---- Listed entries
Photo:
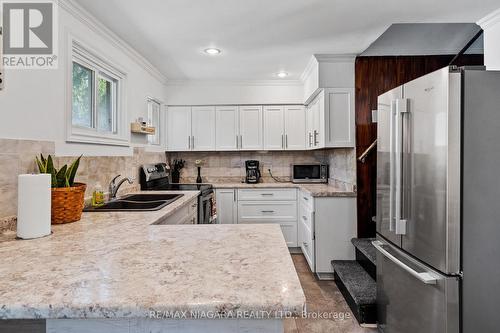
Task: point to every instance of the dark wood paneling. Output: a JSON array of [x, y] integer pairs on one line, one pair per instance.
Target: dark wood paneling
[[375, 76]]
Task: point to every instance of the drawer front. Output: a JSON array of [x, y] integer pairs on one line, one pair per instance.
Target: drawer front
[[266, 211], [306, 200], [289, 230], [306, 243], [279, 194], [306, 216]]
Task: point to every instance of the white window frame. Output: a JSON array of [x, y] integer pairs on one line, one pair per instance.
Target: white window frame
[[85, 56], [159, 130]]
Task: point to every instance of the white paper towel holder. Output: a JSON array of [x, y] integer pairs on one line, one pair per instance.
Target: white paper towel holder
[[34, 206]]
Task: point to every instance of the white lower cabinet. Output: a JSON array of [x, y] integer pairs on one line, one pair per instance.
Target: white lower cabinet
[[277, 206], [326, 227], [322, 227]]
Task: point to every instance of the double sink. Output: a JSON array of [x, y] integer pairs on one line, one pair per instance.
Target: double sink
[[137, 203]]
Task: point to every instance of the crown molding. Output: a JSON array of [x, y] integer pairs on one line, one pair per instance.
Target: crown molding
[[490, 20], [335, 57], [283, 83], [99, 28], [309, 67]]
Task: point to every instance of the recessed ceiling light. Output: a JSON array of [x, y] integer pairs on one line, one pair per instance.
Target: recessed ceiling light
[[212, 51]]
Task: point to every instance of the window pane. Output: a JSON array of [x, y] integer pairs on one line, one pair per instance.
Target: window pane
--------
Short problem » Rewrite all of the rows with "crown molding" changed to "ceiling trim" everywhere it occurs and nothing else altered. Omit the pictures from your version.

In response »
Photo:
Task: point to every instance of the dark wood paneling. Output: a JSON array of [x, y] integer pairs on one line, one pair per instance.
Target: dark wood paneling
[[375, 76]]
Task: point to every instance of the drawer front. Output: a JSON array of [x, y] integer pairs on one line, one pair per instance.
Target: drawer front
[[266, 211], [306, 200], [289, 230], [306, 243], [279, 194], [306, 216]]
Task: point to every instance of the white window frame. Output: a JSON array of [x, y] integer pairs on one line, one pair per instance.
Target: white window frame
[[85, 56], [159, 130]]
Task: point to every instance of the white paper towel holder. Output: a JSON array of [x, y] integer pairs on one line, one pair per instance.
Target: white paper towel holder
[[34, 206]]
Task: point to every instance of the white lower cabinet. Output: a JSON array of [x, y] integer pairs on one line, one pair per instance.
Target: white lower cabinet
[[277, 206], [326, 227], [322, 227]]
Task: point to every instance of the double sink. Output: a JSON array of [x, y] integer pairs on one line, one pair per instance.
Target: double sink
[[137, 203]]
Task: point to every instance of the ceiling trim. Output: a JSON array of [x, y] integer pairs on one line, one pair per instance.
Target: ceiling trim
[[490, 20], [335, 57], [283, 83], [99, 28], [309, 67]]
Task: point to every instance of the recessed ceiling light. Output: a JSON array of [x, y] integer pairs on one line, one pair per instance.
Target: recessed ceiling light
[[212, 51]]
Task: point to every instance of the window pane. Output: a JSON array of [x, y] integer pairs on one line, one pair per instance.
Target: window pane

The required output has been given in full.